>>

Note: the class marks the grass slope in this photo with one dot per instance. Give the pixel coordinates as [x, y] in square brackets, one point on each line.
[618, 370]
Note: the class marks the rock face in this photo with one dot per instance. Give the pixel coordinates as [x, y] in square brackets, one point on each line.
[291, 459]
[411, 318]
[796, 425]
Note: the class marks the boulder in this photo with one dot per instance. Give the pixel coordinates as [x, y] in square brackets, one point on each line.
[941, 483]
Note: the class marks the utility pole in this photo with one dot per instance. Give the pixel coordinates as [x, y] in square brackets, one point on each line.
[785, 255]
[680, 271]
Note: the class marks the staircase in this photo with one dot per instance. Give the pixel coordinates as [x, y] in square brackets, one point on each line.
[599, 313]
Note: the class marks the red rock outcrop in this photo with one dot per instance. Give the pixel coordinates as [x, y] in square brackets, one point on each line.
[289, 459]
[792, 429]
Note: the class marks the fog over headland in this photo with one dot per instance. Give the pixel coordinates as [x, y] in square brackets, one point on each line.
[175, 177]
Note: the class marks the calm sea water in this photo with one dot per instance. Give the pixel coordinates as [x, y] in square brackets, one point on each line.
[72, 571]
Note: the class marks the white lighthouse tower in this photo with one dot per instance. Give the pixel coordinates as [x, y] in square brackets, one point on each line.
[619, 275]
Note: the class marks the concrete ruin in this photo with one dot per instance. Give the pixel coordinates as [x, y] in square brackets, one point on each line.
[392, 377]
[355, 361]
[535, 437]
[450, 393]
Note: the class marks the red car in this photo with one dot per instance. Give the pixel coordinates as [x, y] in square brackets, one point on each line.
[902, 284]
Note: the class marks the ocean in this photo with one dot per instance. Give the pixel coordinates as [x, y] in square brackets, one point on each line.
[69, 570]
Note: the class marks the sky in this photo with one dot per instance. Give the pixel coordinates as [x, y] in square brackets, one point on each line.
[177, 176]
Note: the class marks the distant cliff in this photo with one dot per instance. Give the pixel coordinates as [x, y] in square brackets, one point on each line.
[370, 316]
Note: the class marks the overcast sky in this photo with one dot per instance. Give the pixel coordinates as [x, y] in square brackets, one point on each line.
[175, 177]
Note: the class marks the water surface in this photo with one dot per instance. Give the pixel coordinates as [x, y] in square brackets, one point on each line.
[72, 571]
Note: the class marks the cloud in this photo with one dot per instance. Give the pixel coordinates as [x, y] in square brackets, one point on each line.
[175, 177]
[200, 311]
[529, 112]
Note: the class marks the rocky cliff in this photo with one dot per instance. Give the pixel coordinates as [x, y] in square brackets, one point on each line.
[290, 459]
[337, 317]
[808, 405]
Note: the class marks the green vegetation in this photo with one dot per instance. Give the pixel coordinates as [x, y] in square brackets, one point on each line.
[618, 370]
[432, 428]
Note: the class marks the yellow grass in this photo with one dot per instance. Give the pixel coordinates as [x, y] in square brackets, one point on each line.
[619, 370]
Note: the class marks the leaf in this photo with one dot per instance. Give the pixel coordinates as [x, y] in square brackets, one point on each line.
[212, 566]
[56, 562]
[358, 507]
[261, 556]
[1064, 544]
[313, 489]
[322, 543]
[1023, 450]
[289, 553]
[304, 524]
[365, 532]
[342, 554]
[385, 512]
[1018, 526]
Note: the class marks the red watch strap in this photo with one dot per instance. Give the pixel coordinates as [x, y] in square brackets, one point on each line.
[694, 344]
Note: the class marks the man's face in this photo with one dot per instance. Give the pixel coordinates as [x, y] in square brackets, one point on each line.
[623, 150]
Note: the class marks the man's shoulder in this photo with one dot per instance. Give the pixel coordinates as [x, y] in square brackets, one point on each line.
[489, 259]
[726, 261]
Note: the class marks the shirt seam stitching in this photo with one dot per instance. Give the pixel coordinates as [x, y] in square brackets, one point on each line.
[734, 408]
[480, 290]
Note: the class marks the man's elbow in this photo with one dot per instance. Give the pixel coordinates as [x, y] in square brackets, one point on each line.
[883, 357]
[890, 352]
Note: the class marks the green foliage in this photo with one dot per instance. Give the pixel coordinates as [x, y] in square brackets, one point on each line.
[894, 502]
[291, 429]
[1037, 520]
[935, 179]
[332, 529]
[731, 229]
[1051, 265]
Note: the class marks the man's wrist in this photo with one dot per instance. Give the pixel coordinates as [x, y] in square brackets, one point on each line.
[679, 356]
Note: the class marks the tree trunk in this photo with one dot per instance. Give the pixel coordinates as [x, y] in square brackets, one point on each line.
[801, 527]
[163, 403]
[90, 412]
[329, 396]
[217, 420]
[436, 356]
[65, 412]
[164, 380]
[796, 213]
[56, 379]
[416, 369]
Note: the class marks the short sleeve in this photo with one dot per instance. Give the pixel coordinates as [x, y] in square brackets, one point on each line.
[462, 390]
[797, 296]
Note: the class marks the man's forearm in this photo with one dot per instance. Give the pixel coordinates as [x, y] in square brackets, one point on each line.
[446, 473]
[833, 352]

<<

- _Description of the task_
Write out the listing above, keeping every word exactly.

- _Exercise output_
Note: the class marks the grass slope in this photo with one dot per instance. Give the pixel coordinates as [x, y] in square brackets, one point on each line.
[618, 370]
Note: the class marks the rock face in this photo with one dot per instance. Give the pixel coordinates as [x, y] in square brackets, one point on each line.
[291, 459]
[411, 318]
[796, 425]
Note: the class marks the boulder in this photo with one dot per instance. Give the pixel coordinates as [x, y] in square brackets, one point on each line.
[941, 483]
Note: the class marks the utility pole in this photo with one dot per instance. Give the pixel coordinates as [x, y] in square brackets, one point on each line.
[785, 255]
[680, 271]
Note: the class marks the staircase in this photo with one dot per instance. Give the pixel coordinates as [x, y] in square brackets, one point on each line.
[599, 313]
Note: the class marks the red rock outcrop in this photo with one dot per instance. Give the pixel coordinates as [x, y] in square brackets, one point on each line.
[289, 459]
[792, 429]
Note: the class marks the fog over headland in this photo with one dot per instance. Give the pixel coordinates as [x, y] in square brackets, one point on each line.
[175, 177]
Note: the class marks the calm sea water in this photo with one dot per instance. Give the pixel coordinates as [x, y] in square brackets, one point on each line.
[72, 571]
Note: the class marks the white lighthouse tower in this photo with one dot per instance. Give the pixel coordinates as [x, y] in square brackets, one point on each line.
[619, 275]
Note: the class marks the concrete ruin in this photo with one dot per instance. Give the pixel coordinates as [x, y] in square brackets, one point on each line.
[392, 377]
[355, 361]
[535, 437]
[450, 393]
Note: the class marks the red car in this photo with one dot per instance. Give the pixel coordinates as [x, y] in square brackets, one point on each line.
[902, 284]
Note: the class marks the ocean in this photo with one dot per instance. Give the pixel coordinates as [x, y] in square brackets, one point on each line.
[69, 570]
Note: the class marks the sky in this photo with one dot per instance. Give the pixel coordinates as [x, y] in square brackets, one point on each line.
[177, 176]
Note: the class marks the distant cliff in this photo with one dot per instance. Give the pixel coordinates as [x, y] in square brackets, one point on each line.
[370, 316]
Note: the class marks the overcast sky in this photo with one dot per instance. Give the pixel coordinates as [x, y] in square brackets, one point on each line.
[175, 177]
Note: the class marks the water surface in this photo with one dot per instance. Give the pixel coordinates as [x, y] in square brackets, one point on each line.
[72, 571]
Note: the class marks the cloud in this photo with one dot per instance. Give the pixel coordinates as [x, y] in square brackets, one point on each line.
[175, 177]
[200, 311]
[529, 112]
Note: the class marks the rocky cliff in this photo with one dot per instance. Give the pixel coordinates as [x, y] in square brackets, one point on each line.
[290, 459]
[337, 317]
[808, 405]
Note: the class marks the green vegetation in this photo with one dot per instance. Give the pixel coordinates as [x, y] in square brackets, one point on each line.
[618, 370]
[432, 428]
Note: the class marks the yellow grass in this photo with one dot per instance. Give the pixel coordinates as [x, y] in square brackets, one point on each line.
[619, 370]
Note: the class marks the leaf in this photo with one dot per instance. Give the pixel coordinates as [x, y] in square brackets, one point on each line.
[212, 566]
[56, 562]
[358, 507]
[261, 556]
[1064, 544]
[313, 489]
[322, 543]
[1023, 450]
[289, 553]
[304, 524]
[365, 532]
[342, 554]
[385, 512]
[1018, 526]
Note: the class marks the red watch strap in this photo with one dot per instance. Give the pixel coordinates as [x, y] in square brackets, one point on each line.
[694, 344]
Note: the class marks the man's face in this photo with one dot per instance. Give the pixel coordinates as [x, y] in square brackets, one point on each line.
[623, 150]
Note: the class marks the man's shoulder in this photo with one dot per instance. Give the pixel coordinates as [x, y] in square brackets, one point on each line.
[489, 259]
[726, 261]
Note: the class marks the shirt seam stitching in this photo with one dot per instance. Give the pixel coordinates as [x, y] in square brackets, one point on each line.
[734, 408]
[480, 290]
Note: the class marks the man's elbow in this photo with one dot per instance. Give the pixel coordinates as [x, y] in square brackets, one point on each line.
[883, 357]
[890, 352]
Note: the class marks the green foliage in this photo with one dot per instance. Give the pixel coordinates as [x, y] in square brackets, one point on each line.
[894, 502]
[291, 429]
[1037, 520]
[935, 179]
[332, 529]
[731, 229]
[1051, 265]
Note: the class marks the man's wrist in this photo with one dot per instance. Give the pixel coordinates as [x, y] in square brackets, one point on each line.
[679, 356]
Note: the class marks the tree trunk in this photo with one dot per instance. Give the pixel coordinates as [x, y] in square brackets, one point on each line.
[801, 527]
[163, 403]
[90, 412]
[329, 396]
[217, 420]
[436, 356]
[65, 412]
[164, 380]
[796, 213]
[56, 379]
[416, 369]
Note: the class marks the short sleeve in this photo with one dot per instance. Give the pixel coordinates as [x, y] in square brackets, one point on each line.
[462, 390]
[797, 296]
Note: the class marks the man's forearm in this photo with one dot per instance. Give the pixel coordinates as [x, y] in square brackets, one point on each line.
[446, 473]
[833, 352]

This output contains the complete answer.